- STATED GOAL
Go through the rows below and copy out every line that contains the string "cravat". Treat uppercase and lowercase as different, so a line matches only if its letters have the same case as the string.

- DATA ROWS
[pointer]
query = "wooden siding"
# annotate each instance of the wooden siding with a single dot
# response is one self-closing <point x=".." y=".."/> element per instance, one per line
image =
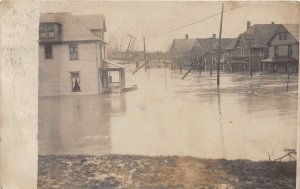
<point x="54" y="74"/>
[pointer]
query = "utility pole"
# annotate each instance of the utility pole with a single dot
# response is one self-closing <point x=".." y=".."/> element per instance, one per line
<point x="250" y="47"/>
<point x="145" y="53"/>
<point x="219" y="51"/>
<point x="127" y="51"/>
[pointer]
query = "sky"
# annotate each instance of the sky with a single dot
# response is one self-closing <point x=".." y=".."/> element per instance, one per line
<point x="146" y="19"/>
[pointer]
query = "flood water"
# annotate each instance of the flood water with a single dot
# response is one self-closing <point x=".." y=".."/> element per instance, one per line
<point x="244" y="119"/>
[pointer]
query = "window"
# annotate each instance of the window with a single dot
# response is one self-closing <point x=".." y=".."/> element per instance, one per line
<point x="73" y="52"/>
<point x="43" y="31"/>
<point x="290" y="50"/>
<point x="283" y="36"/>
<point x="47" y="31"/>
<point x="48" y="51"/>
<point x="50" y="30"/>
<point x="275" y="51"/>
<point x="75" y="81"/>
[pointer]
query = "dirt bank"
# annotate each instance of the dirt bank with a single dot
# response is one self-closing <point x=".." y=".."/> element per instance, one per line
<point x="122" y="171"/>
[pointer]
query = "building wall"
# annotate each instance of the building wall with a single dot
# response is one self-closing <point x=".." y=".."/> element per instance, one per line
<point x="283" y="50"/>
<point x="283" y="46"/>
<point x="55" y="76"/>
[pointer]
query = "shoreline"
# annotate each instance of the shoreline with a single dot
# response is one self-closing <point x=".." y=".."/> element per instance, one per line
<point x="135" y="171"/>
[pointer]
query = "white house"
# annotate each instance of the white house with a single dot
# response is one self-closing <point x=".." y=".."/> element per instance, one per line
<point x="72" y="57"/>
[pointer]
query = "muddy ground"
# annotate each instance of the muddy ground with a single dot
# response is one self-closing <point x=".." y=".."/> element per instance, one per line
<point x="122" y="171"/>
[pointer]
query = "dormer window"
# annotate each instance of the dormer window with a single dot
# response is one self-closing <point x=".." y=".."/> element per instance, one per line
<point x="49" y="30"/>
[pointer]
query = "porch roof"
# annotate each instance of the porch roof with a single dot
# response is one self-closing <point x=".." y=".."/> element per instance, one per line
<point x="280" y="59"/>
<point x="110" y="66"/>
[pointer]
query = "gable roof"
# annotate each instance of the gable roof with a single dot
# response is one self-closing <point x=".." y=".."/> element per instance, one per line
<point x="260" y="34"/>
<point x="209" y="44"/>
<point x="293" y="29"/>
<point x="93" y="22"/>
<point x="183" y="45"/>
<point x="72" y="28"/>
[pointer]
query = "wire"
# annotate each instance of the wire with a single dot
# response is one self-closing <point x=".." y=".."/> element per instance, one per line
<point x="181" y="27"/>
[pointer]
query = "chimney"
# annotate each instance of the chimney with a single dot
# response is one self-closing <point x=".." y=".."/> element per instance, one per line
<point x="248" y="24"/>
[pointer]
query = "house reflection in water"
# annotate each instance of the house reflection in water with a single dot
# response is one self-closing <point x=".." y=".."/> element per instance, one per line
<point x="77" y="124"/>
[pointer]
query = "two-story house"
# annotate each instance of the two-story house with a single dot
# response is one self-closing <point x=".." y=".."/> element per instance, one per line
<point x="283" y="50"/>
<point x="72" y="57"/>
<point x="251" y="47"/>
<point x="210" y="51"/>
<point x="184" y="52"/>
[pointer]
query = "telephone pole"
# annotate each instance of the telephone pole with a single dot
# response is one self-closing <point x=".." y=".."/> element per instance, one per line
<point x="145" y="54"/>
<point x="250" y="65"/>
<point x="219" y="51"/>
<point x="128" y="47"/>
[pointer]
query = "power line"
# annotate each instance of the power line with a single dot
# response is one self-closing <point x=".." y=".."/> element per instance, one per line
<point x="196" y="22"/>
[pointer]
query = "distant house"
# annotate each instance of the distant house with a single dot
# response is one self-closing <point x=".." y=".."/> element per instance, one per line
<point x="72" y="57"/>
<point x="184" y="52"/>
<point x="251" y="46"/>
<point x="283" y="50"/>
<point x="210" y="50"/>
<point x="203" y="52"/>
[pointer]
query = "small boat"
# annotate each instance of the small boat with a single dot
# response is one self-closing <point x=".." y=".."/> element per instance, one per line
<point x="128" y="89"/>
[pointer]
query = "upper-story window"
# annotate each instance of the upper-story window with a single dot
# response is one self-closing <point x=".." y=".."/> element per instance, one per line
<point x="290" y="50"/>
<point x="73" y="51"/>
<point x="275" y="51"/>
<point x="48" y="51"/>
<point x="283" y="36"/>
<point x="50" y="30"/>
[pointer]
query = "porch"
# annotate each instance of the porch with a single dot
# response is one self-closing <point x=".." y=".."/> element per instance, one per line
<point x="281" y="64"/>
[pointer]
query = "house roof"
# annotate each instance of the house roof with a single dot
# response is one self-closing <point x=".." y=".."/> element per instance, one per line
<point x="93" y="22"/>
<point x="209" y="44"/>
<point x="260" y="34"/>
<point x="73" y="29"/>
<point x="110" y="66"/>
<point x="293" y="29"/>
<point x="183" y="45"/>
<point x="237" y="59"/>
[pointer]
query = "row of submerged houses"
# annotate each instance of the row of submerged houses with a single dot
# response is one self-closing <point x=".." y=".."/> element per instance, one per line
<point x="72" y="56"/>
<point x="266" y="47"/>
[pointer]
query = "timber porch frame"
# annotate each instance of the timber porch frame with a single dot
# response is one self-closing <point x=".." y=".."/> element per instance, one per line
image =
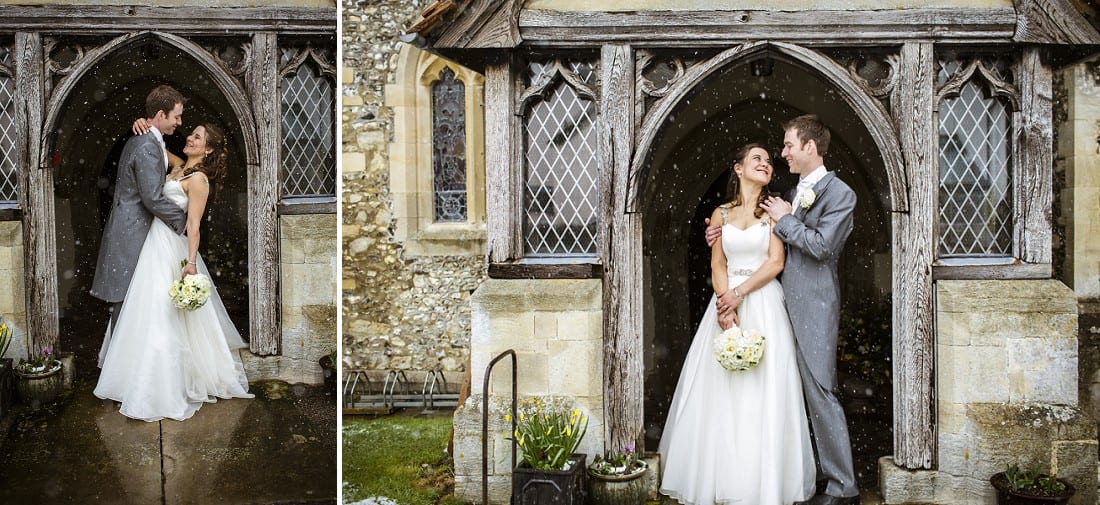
<point x="252" y="91"/>
<point x="490" y="35"/>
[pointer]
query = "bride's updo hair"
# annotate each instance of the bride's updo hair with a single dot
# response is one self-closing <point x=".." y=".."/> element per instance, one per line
<point x="213" y="164"/>
<point x="734" y="188"/>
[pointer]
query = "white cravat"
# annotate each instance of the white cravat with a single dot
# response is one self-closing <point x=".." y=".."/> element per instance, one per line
<point x="807" y="183"/>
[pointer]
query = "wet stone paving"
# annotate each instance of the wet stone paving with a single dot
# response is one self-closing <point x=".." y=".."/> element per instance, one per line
<point x="277" y="448"/>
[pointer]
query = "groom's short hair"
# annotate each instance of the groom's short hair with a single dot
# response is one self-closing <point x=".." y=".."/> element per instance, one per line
<point x="163" y="97"/>
<point x="811" y="129"/>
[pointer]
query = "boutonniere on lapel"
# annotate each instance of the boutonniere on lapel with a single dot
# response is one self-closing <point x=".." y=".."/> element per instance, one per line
<point x="806" y="199"/>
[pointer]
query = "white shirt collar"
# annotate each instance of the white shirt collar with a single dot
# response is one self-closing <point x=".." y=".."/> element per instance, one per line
<point x="814" y="176"/>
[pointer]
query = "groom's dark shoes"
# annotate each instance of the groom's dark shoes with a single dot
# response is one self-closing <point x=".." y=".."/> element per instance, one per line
<point x="826" y="500"/>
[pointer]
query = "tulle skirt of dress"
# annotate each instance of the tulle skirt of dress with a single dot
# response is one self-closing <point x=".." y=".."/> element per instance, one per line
<point x="163" y="362"/>
<point x="739" y="437"/>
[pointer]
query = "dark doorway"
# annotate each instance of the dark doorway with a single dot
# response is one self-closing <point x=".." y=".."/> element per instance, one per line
<point x="88" y="141"/>
<point x="690" y="165"/>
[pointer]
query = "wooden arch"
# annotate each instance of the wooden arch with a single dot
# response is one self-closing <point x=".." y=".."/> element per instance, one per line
<point x="869" y="110"/>
<point x="224" y="83"/>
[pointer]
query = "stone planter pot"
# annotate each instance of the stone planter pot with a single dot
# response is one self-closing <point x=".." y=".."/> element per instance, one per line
<point x="1007" y="496"/>
<point x="7" y="388"/>
<point x="618" y="490"/>
<point x="530" y="486"/>
<point x="328" y="373"/>
<point x="40" y="387"/>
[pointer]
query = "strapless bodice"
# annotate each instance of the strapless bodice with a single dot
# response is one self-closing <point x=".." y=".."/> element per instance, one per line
<point x="746" y="250"/>
<point x="174" y="191"/>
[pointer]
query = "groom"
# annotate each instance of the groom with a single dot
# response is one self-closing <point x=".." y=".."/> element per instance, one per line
<point x="814" y="231"/>
<point x="138" y="199"/>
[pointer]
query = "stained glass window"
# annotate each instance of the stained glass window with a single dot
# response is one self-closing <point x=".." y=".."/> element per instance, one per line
<point x="308" y="108"/>
<point x="975" y="167"/>
<point x="449" y="147"/>
<point x="561" y="173"/>
<point x="9" y="176"/>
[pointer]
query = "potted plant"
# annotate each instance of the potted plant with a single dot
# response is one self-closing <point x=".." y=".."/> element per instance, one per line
<point x="1015" y="486"/>
<point x="550" y="471"/>
<point x="328" y="363"/>
<point x="616" y="479"/>
<point x="39" y="377"/>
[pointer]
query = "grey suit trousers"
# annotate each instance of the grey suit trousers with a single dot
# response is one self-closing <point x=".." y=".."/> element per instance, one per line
<point x="829" y="430"/>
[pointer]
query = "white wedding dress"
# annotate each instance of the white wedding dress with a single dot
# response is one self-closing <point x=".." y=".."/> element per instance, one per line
<point x="740" y="437"/>
<point x="160" y="361"/>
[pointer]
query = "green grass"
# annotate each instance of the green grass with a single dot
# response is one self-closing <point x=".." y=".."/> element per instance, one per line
<point x="400" y="458"/>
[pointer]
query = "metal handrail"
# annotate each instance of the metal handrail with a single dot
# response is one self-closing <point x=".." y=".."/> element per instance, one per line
<point x="488" y="370"/>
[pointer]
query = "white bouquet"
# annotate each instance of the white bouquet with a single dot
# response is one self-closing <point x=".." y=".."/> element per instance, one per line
<point x="737" y="349"/>
<point x="190" y="292"/>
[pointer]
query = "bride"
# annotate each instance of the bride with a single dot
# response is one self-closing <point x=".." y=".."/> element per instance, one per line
<point x="740" y="437"/>
<point x="157" y="360"/>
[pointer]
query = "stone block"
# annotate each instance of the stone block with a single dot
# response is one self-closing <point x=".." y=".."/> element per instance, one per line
<point x="900" y="485"/>
<point x="514" y="330"/>
<point x="955" y="453"/>
<point x="575" y="368"/>
<point x="573" y="325"/>
<point x="1024" y="296"/>
<point x="353" y="163"/>
<point x="1076" y="462"/>
<point x="953" y="329"/>
<point x="546" y="326"/>
<point x="352" y="100"/>
<point x="305" y="284"/>
<point x="952" y="418"/>
<point x="968" y="374"/>
<point x="961" y="490"/>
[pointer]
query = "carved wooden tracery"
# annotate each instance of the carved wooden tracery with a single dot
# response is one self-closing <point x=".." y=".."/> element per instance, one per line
<point x="50" y="66"/>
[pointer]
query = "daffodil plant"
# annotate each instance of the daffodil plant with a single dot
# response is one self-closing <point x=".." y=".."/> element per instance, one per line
<point x="548" y="432"/>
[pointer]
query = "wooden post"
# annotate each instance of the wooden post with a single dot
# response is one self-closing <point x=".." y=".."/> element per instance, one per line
<point x="1034" y="171"/>
<point x="503" y="164"/>
<point x="263" y="198"/>
<point x="36" y="196"/>
<point x="620" y="252"/>
<point x="913" y="241"/>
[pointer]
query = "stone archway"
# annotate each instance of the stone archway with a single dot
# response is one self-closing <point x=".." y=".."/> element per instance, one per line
<point x="100" y="91"/>
<point x="688" y="179"/>
<point x="624" y="288"/>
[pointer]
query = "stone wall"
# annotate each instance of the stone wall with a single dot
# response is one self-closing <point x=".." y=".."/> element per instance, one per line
<point x="1005" y="392"/>
<point x="399" y="311"/>
<point x="1076" y="208"/>
<point x="227" y="3"/>
<point x="12" y="295"/>
<point x="308" y="278"/>
<point x="556" y="329"/>
<point x="1080" y="194"/>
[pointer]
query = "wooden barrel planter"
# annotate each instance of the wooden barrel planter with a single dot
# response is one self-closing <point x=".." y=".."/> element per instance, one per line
<point x="1007" y="496"/>
<point x="40" y="387"/>
<point x="618" y="490"/>
<point x="531" y="486"/>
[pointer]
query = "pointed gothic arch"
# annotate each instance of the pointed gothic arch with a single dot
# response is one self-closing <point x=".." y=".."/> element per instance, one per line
<point x="245" y="89"/>
<point x="869" y="110"/>
<point x="226" y="84"/>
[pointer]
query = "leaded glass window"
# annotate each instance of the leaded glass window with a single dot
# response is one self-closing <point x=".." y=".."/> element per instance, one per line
<point x="9" y="176"/>
<point x="976" y="207"/>
<point x="561" y="177"/>
<point x="308" y="111"/>
<point x="449" y="147"/>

- TASK ANSWER
query = "white cravat"
# annotate each instance of the white cravat with a single dot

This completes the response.